BEGIN SOURCE DOCUMENT

This book deals with a group of architectured materials. These are hybrid materials in which the constituents (even strongly dissimilar ones) are combined in a given topology and geometry to provide otherwise conflicting properties. The hybridization presented in the book occurs at various levels - from the molecular to the macroscopic (say, sub-centimeter) ones. This monograph represents a collection of programmatic chapters, defining archimats and summarizing the results obtained by using the geometry-inspired materials design. 

The area of architectured or geometry-inspired materials has reached a certain level of maturity and visibility for a comprehensive presentation in book form. It is written by a group of authors who are active researchers working on various aspects of architectured materials. Through its 14 chapters, the book provides definitions and descriptions of the archetypes of architectured materials and addresses the various techniques in which theycan be designed, optimized, and manufactured. It covers a broad realm of archimats, from the ones occurring in nature to those that have been engineered, and discusses a range of their possible applications. The book provides inspiring and scientifically profound, yet entertaining, reading for the materials science community and beyond.

END SOURCE DOCUMENT
BEGIN DATASET ENTRIES

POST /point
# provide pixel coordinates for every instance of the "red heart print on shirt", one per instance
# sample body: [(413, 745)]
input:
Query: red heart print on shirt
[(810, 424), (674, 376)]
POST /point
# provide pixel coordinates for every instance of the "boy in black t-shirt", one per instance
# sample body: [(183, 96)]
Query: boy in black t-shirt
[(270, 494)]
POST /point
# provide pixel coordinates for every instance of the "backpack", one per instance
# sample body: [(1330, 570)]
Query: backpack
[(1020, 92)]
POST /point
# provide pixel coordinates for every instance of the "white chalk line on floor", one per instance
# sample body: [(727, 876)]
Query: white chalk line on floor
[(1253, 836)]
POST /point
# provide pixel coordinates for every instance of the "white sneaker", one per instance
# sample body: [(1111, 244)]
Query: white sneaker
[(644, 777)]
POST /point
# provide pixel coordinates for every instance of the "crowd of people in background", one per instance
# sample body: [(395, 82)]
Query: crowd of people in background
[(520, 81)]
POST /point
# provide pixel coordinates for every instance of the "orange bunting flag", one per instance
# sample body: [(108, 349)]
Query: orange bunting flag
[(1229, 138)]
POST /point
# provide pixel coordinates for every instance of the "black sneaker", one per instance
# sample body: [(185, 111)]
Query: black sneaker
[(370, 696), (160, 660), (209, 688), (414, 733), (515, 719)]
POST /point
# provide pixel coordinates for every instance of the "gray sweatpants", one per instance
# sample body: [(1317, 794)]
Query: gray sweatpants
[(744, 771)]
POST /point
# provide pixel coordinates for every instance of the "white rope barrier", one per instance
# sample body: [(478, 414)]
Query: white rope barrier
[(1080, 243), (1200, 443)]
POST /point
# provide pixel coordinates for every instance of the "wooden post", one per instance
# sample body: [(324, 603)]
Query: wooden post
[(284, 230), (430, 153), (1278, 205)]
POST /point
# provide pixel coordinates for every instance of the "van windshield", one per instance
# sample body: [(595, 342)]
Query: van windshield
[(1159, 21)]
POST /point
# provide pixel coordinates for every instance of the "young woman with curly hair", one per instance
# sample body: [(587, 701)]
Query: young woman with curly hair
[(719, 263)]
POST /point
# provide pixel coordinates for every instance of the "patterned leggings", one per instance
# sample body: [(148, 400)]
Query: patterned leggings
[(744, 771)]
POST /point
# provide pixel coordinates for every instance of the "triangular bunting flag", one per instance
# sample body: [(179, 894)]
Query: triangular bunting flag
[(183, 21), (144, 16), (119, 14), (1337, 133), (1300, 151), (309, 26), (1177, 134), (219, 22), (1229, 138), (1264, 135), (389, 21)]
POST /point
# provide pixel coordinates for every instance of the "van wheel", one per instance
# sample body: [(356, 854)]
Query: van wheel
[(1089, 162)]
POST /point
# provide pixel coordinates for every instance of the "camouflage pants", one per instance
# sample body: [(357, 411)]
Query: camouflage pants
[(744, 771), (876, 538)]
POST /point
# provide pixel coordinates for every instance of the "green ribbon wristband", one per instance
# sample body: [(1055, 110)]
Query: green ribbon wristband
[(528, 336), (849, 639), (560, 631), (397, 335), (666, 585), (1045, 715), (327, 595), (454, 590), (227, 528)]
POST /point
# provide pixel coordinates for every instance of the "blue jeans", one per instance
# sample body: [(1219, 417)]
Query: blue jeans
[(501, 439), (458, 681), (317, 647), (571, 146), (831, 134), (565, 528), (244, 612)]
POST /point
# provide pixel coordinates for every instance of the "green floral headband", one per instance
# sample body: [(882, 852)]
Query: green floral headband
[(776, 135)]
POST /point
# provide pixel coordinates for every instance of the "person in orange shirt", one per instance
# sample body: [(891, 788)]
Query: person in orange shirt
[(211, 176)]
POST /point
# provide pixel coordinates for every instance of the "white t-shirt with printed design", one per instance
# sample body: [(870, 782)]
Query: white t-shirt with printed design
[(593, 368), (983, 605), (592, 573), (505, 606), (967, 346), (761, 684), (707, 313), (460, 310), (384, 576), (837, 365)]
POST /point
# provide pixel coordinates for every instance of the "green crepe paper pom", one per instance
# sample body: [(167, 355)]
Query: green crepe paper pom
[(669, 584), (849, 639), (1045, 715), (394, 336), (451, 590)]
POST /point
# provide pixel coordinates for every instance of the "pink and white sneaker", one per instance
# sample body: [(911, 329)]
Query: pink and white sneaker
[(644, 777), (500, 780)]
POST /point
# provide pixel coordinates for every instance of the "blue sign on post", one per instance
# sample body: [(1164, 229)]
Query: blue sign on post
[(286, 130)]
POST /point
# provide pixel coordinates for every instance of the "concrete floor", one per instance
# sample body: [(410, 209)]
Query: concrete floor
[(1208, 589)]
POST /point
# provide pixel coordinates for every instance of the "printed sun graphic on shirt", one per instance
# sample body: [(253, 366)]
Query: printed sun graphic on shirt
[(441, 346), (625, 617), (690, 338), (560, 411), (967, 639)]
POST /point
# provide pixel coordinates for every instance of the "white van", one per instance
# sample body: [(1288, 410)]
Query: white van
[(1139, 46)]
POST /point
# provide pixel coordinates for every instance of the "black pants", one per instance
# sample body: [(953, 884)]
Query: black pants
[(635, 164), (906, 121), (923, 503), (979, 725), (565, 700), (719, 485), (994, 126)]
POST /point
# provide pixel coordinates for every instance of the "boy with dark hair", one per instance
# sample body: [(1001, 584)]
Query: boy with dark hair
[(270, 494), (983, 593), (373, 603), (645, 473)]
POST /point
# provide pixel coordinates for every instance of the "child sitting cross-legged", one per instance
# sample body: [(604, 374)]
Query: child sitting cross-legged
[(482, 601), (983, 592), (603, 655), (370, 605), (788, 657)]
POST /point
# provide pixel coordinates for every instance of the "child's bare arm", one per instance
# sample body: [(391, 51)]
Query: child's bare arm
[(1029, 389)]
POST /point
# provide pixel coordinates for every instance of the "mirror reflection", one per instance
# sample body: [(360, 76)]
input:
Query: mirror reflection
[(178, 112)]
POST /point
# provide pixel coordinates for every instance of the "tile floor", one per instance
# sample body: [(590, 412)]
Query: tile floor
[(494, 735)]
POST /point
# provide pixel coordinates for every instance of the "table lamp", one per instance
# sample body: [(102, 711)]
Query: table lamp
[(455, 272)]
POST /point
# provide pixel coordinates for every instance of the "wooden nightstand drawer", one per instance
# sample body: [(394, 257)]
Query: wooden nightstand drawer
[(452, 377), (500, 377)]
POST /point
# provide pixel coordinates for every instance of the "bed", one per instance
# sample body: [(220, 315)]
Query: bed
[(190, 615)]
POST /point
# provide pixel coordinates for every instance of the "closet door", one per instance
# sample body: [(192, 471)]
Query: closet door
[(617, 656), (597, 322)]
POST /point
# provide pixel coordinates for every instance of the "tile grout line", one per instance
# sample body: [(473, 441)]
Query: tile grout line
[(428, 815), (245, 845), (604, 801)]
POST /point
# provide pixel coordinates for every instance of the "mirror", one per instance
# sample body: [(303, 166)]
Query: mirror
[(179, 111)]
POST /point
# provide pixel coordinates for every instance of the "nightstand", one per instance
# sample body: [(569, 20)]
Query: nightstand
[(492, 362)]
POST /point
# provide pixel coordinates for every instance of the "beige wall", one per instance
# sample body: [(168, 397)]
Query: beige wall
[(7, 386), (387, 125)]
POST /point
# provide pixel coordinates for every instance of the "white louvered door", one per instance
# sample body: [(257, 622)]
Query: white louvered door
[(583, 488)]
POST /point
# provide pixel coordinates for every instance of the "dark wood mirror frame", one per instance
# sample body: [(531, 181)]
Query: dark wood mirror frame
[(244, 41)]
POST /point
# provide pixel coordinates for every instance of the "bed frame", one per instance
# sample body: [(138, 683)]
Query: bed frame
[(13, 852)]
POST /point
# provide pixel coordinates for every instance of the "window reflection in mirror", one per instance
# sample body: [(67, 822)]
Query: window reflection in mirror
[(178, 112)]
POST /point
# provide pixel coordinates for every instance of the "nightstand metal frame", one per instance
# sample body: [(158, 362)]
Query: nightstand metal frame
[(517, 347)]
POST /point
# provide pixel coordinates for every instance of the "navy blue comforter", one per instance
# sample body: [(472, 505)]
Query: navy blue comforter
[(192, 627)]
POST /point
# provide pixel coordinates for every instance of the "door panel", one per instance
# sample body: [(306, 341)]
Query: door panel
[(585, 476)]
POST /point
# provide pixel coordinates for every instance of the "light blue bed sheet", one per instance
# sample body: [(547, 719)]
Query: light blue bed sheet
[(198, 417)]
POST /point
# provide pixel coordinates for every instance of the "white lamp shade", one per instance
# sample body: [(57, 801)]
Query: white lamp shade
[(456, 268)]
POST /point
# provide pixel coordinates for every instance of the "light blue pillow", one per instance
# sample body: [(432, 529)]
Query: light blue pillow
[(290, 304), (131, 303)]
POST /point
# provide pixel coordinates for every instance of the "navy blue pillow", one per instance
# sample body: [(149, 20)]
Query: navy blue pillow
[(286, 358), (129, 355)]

END DATASET ENTRIES

• [SET TASK] Give everything from "The area of" down to "community and beyond." in the passage on architectured materials again, swapping "book" for "volume".

• [WRITTEN SOLUTION]
The area of architectured or geometry-inspired materials has reached a certain level of maturity and visibility for a comprehensive presentation in volume form. It is written by a group of authors who are active researchers working on various aspects of architectured materials. Through its 14 chapters, the volume provides definitions and descriptions of the archetypes of architectured materials and addresses the various techniques in which theycan be designed, optimized, and manufactured. It covers a broad realm of archimats, from the ones occurring in nature to those that have been engineered, and discusses a range of their possible applications. The volume provides inspiring and scientifically profound, yet entertaining, reading for the materials science community and beyond.